* [Provided records]:
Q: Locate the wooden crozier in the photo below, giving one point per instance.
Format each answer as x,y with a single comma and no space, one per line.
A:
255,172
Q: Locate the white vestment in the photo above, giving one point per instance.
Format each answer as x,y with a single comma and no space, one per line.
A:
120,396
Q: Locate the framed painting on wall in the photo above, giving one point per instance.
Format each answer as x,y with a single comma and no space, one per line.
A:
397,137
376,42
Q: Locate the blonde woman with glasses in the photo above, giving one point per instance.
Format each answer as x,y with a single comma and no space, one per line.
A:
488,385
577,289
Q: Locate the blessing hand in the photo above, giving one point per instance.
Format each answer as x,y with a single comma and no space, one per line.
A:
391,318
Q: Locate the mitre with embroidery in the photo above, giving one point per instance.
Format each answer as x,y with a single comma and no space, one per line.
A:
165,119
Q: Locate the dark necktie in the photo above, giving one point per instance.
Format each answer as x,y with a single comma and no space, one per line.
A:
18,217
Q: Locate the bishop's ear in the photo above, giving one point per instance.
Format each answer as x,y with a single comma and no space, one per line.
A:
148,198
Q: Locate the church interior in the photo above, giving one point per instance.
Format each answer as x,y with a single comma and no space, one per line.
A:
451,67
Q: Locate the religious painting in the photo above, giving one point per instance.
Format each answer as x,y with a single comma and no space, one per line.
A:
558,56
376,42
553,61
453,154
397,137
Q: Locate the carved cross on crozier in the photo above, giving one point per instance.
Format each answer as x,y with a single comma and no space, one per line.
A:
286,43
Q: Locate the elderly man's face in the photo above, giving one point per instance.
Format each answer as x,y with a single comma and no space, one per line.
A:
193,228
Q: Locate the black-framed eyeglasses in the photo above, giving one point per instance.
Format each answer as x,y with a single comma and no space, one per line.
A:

* [What to produce]: Rewrite all of the records above, changing every "crozier" to "crosier" and leaving everything else unchanged.

* [In response]:
Q: Locate the wooden crosier in the photo below, giving one point per instance.
Format each answer as x,y with a single comma and no space, one per line.
A:
255,172
Q: Locate the white vestment in the photo above, giving one point per instance.
Format each answer as x,y with a single comma and no space, one per line.
A:
120,396
Q: Locate the framed painting on wall in the photo above, giving one point per instance.
Format each answer as x,y with a single comma and no space, one per line.
A:
397,137
376,42
Q: Locate the blonde woman with glasses in the photo above, giving one point per instance.
Format each answer as x,y with a single comma and no space, one per line.
A:
488,385
577,289
Q: Locate the blessing hand in the photo above, giving one point per instance.
Format each answer as x,y with a single comma and no space, one per line.
A:
391,318
Q: Locate the mitre with embroidery in the photo above, giving one point per instance.
Format each answer as x,y with a single comma and no space, one per line.
A:
165,119
Q: Locate the dark necktie in the photo above, giving one point per instance.
Format each answer as x,y with a single comma and no space, one per line.
A:
18,217
Q: Locate the bishop's ear in the photo above, giving one point per instance.
Format each answer as x,y with a single comma and no space, one per line.
A:
148,198
Q: Locate the church interior in the photo above, giving one point per instance.
Format each answer as x,y with a single comma and no space, one per line.
A:
451,67
Q: Locate the religious painting in the photo above, giving one point per instance.
Format each answer as x,y with a single comma and no space, one per line.
A:
558,56
376,42
553,61
453,154
397,137
Q: Locate the carved cross on crosier in the photo above, giving one point per instance.
Format each answer as x,y with a single comma and no space, one per line.
A:
286,43
Q: Locate the elderly man's face in the photo above, giving one point per instance.
Format each answer as x,y with a single comma and no space, one per line.
A:
193,228
Q: Locate the black-framed eyeglasses in the photo above, giving one point per instance.
Format each answer as x,y with a single comma and no space, one per line.
A:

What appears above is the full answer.